#### [REQUIREMENTS]
Copy every record below, exactly as written.

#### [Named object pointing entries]
* START *

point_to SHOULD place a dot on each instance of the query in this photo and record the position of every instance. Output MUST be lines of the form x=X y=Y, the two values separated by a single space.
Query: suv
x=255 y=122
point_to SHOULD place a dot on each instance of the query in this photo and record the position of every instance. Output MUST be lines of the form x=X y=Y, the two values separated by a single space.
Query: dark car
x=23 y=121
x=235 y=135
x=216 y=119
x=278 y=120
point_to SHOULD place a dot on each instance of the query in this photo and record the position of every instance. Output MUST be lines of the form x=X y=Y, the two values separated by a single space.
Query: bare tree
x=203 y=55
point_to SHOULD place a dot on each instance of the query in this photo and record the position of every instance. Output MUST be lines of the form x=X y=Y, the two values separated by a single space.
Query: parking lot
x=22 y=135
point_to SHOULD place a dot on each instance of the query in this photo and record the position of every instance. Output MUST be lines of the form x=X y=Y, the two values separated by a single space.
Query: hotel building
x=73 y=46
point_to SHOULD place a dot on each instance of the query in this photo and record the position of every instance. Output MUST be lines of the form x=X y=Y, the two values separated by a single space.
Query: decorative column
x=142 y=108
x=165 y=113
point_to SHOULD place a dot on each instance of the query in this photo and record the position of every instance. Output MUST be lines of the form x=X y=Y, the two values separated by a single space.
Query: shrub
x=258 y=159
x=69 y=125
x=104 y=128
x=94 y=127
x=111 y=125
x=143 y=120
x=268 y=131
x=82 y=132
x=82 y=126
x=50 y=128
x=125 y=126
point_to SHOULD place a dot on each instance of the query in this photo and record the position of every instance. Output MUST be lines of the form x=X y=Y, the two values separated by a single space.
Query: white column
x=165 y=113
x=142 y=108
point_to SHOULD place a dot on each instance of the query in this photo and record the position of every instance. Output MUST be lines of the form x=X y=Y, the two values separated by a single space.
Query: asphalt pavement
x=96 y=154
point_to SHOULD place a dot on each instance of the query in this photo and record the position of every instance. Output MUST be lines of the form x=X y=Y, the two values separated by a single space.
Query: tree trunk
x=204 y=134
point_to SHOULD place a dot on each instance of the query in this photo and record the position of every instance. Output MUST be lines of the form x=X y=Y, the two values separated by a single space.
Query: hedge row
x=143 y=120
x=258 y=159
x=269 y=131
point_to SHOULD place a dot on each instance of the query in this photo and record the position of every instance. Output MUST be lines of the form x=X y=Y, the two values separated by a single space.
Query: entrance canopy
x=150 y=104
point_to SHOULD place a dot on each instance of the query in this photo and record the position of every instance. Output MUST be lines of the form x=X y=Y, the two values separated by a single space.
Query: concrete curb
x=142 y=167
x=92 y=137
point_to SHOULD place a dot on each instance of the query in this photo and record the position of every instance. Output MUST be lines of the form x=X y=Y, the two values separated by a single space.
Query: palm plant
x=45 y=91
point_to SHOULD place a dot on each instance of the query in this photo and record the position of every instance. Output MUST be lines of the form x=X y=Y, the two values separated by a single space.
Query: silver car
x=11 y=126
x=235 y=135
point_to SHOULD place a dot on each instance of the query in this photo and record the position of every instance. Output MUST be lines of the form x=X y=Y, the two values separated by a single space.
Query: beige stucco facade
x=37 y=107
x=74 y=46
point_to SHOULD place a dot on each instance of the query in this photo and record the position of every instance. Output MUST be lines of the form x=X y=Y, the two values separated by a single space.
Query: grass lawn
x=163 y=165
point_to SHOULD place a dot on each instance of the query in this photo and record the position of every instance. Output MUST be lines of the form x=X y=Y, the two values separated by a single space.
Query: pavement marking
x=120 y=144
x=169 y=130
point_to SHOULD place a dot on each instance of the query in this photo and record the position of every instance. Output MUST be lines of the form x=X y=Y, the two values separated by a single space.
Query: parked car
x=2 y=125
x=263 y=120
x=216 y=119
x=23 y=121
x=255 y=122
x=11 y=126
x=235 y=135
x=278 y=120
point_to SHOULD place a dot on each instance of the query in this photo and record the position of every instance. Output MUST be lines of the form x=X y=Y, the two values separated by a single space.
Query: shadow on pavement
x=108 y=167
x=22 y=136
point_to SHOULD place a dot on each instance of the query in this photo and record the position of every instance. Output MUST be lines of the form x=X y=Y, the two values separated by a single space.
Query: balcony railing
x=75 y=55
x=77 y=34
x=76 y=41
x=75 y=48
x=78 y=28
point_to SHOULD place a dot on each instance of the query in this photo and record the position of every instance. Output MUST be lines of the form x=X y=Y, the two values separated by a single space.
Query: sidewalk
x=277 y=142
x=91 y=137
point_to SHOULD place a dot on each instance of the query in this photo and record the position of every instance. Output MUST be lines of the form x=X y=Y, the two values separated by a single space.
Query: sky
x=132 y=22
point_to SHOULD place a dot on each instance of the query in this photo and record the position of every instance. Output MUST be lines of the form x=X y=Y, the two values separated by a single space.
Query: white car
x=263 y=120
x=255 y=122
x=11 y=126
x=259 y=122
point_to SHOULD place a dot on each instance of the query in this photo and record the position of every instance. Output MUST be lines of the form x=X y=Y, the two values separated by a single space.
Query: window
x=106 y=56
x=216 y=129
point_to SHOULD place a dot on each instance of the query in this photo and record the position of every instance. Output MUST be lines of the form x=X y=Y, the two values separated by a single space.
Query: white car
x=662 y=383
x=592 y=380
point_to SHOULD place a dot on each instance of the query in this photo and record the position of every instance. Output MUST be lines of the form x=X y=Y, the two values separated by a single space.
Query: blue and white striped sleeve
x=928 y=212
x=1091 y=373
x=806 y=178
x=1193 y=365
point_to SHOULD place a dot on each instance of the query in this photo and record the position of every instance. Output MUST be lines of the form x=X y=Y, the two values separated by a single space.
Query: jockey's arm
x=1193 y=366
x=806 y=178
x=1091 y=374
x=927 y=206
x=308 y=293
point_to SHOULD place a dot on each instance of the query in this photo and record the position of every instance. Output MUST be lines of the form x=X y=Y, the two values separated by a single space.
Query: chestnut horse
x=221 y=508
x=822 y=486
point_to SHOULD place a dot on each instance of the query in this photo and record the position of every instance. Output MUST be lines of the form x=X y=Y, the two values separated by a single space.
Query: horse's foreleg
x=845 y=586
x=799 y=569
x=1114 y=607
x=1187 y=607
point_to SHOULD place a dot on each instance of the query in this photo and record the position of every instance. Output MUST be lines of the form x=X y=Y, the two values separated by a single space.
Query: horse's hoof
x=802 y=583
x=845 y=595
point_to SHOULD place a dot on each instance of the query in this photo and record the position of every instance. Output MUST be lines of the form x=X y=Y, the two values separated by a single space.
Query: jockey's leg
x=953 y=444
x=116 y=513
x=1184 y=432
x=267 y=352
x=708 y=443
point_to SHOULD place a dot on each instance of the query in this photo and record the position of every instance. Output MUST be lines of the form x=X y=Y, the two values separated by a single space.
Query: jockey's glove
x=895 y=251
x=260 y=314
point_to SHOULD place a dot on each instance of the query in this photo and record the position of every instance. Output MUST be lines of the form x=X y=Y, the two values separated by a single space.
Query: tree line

* END *

#### [FINAL ANSWER]
point_to SHOULD place a dot on each instance of the query in this photo and record the position of every instance. Output MUST be lines of the form x=X y=Y, the two values separated by a single space.
Query: suv
x=255 y=122
point_to SHOULD place a dot on each instance of the query in this photo and record the position of every instance. Output MUST be lines of the form x=X y=Y, the two values separated by a single space.
Query: dark car
x=23 y=121
x=235 y=135
x=216 y=119
x=278 y=120
point_to SHOULD place a dot on each instance of the query in this photo and record the position of every instance. Output MUST be lines of the form x=X y=Y, the two values separated by a single space.
Query: bare tree
x=203 y=55
point_to SHOULD place a dot on each instance of the query in this photo and record the position of every instance. Output MUST be lines of the form x=X y=Y, the two values separated by a single space.
Query: parking lot
x=22 y=135
point_to SHOULD place a dot on each instance of the query in this photo and record the position of every instance. Output MUST be lines of the form x=X y=Y, the two values separated by a single space.
Query: hotel building
x=73 y=46
point_to SHOULD place a dot on each instance of the query in this photo and record the position of every instance. Output MUST be lines of the form x=X y=Y, the two values separated by a single space.
Query: decorative column
x=142 y=108
x=165 y=113
point_to SHOULD place a dot on each instance of the query in this photo and record the position of every instance. Output MUST be lines of the form x=X y=Y, the two values separated by a single space.
Query: shrub
x=258 y=159
x=69 y=125
x=104 y=128
x=94 y=127
x=111 y=125
x=143 y=120
x=268 y=131
x=82 y=132
x=82 y=126
x=50 y=128
x=125 y=126
point_to SHOULD place a dot on each instance of the query in this photo and record the position of every instance. Output MUST be lines of the form x=X y=Y, the two values separated by a single space.
Query: white column
x=165 y=113
x=142 y=108
point_to SHOULD place a dot on each instance of the query in this photo and record the position of every instance. Output MUST be lines of the form x=X y=Y, the two values separated by a single space.
Query: asphalt pavement
x=96 y=154
point_to SHOULD place a dot on each instance of the query in this photo and record the position of every instance. Output MUST be lines of the form x=X y=Y, the two values separated by a single space.
Query: tree trunk
x=204 y=134
point_to SHOULD place a dot on each instance of the query in this photo and record the position of every instance. Output MUST be lines of the form x=X y=Y, the two values separated by a single space.
Query: hedge row
x=143 y=120
x=258 y=159
x=269 y=131
point_to SHOULD place a dot on each instance of the query in this photo and record the position of every instance. Output MUST be lines of the form x=X y=Y, the two values separated by a single space.
Query: entrance canopy
x=150 y=104
point_to SHOULD place a dot on each instance of the query in this photo and record the position of every instance. Output MUST be lines of the form x=X y=Y, the two values separated by a single space.
Query: concrete curb
x=142 y=167
x=92 y=137
point_to SHOULD place a dot on each instance of the query in this photo and record the position of every instance. Output MUST be lines of the form x=X y=Y, the two values separated by a single space.
Query: palm plant
x=45 y=91
point_to SHOULD place a dot on each instance of the query in this photo and record the position of every instance. Output MUST be lines of the form x=X y=Y, the two values separated by a single space.
Query: silver car
x=11 y=126
x=235 y=135
point_to SHOULD place a dot on each instance of the query in this photo and record the position of every instance. Output MUST be lines of the form x=X y=Y, the two values separated by a single space.
Query: beige stucco facade
x=37 y=107
x=74 y=46
point_to SHOULD place a dot on each instance of the query in this photo and record the position of every instance. Output MUST be lines of the form x=X y=Y, the two values separated by a single space.
Query: grass lawn
x=163 y=165
point_to SHOULD place a dot on each instance of the query in this photo and record the position of every instance. Output MUST be lines of the form x=X y=Y, the two values separated by a single space.
Query: pavement marking
x=120 y=144
x=169 y=130
point_to SHOULD place a dot on each instance of the query in this photo and record the position of every instance. Output MUST be lines of the form x=X y=Y, the two values separated by a single space.
Query: parked car
x=2 y=125
x=263 y=120
x=216 y=119
x=23 y=121
x=255 y=122
x=11 y=126
x=235 y=135
x=278 y=120
point_to SHOULD place a dot on each instance of the query in this photo and record the position of every instance. Output MUST be lines of the form x=X y=Y, the two values separated by a single space.
Query: shadow on pavement
x=108 y=167
x=22 y=136
point_to SHOULD place a dot on each instance of the query in this photo and record the position of every instance. Output MUST be lines of the form x=X y=Y, the two values separated by a single space.
Query: balcony railing
x=75 y=55
x=77 y=34
x=76 y=41
x=75 y=48
x=78 y=28
point_to SHOULD place a dot on each instance of the query in this photo and record the position of every instance. Output MUST be lines of the form x=X y=Y, the two values separated by a single space.
Query: sidewalk
x=277 y=142
x=91 y=137
point_to SHOULD place a dot on each instance of the query in this photo and record the position of every instance. Output MUST be lines of the form x=X y=Y, the two values separated by a single space.
Query: sky
x=132 y=22
point_to SHOULD place a dot on each instance of the query in this photo and record the position of every instance. Output MUST be lines of the form x=X y=Y, the two values separated by a single space.
Query: white car
x=263 y=120
x=255 y=122
x=11 y=126
x=259 y=122
point_to SHOULD place a dot on each instance of the query in this photo and record the position of every instance. Output MUST be lines of the form x=X y=Y, the two values separated by a single space.
Query: window
x=106 y=56
x=216 y=129
point_to SHOULD place a dot on each instance of the query in this photo and record the position of every instance. Output MUST be lines of the form x=X y=Y, the two values separated by a single space.
Query: white car
x=662 y=383
x=592 y=380
point_to SHOULD place a dot on each instance of the query in this photo and record the position of every instance. Output MUST be lines of the form x=X y=Y, the two values separated by a single space.
Query: blue and white striped sleeve
x=928 y=212
x=1091 y=373
x=806 y=178
x=1193 y=365
point_to SHOULD place a dot on each instance of the query in this photo and record the position of every instance. Output MUST be lines of the form x=X y=Y, the two values separated by a single space.
Query: jockey's arm
x=1193 y=366
x=806 y=178
x=1091 y=374
x=927 y=206
x=308 y=293
point_to SHOULD place a dot on each instance of the query in this photo and record the position of every instance. Output MUST be lines of the form x=X y=Y, the two values separated by a single space.
Query: chestnut horse
x=221 y=508
x=822 y=486
point_to SHOULD place a dot on each instance of the query in this photo and record the position of every instance. Output MUST be lines of the form x=X y=Y, the two values separated by a single space.
Query: horse's foreleg
x=845 y=586
x=799 y=569
x=1114 y=607
x=1187 y=607
point_to SHOULD place a dot on each instance of the query in this photo and record the position of every instance. Output MUST be lines of the form x=X y=Y, the two values separated by a single space.
Query: horse's hoof
x=802 y=583
x=845 y=595
point_to SHOULD place a dot on each instance of the query in this photo and record the position of every instance. Output MUST be lines of the form x=X y=Y, the two values separated by a single space.
Query: jockey's leg
x=953 y=444
x=116 y=513
x=1184 y=432
x=267 y=352
x=708 y=443
point_to SHOULD place a dot on each instance of the query in this photo and record the position of every instance. Output MUST be lines of the form x=X y=Y, the two values separated by a single space.
Query: jockey's glove
x=895 y=251
x=260 y=314
point_to SHOULD place a dot on each instance of the query in this photo and record the position of every instance. Output MUST be lines of the form x=X y=Y, the two values separated by a single space.
Query: tree line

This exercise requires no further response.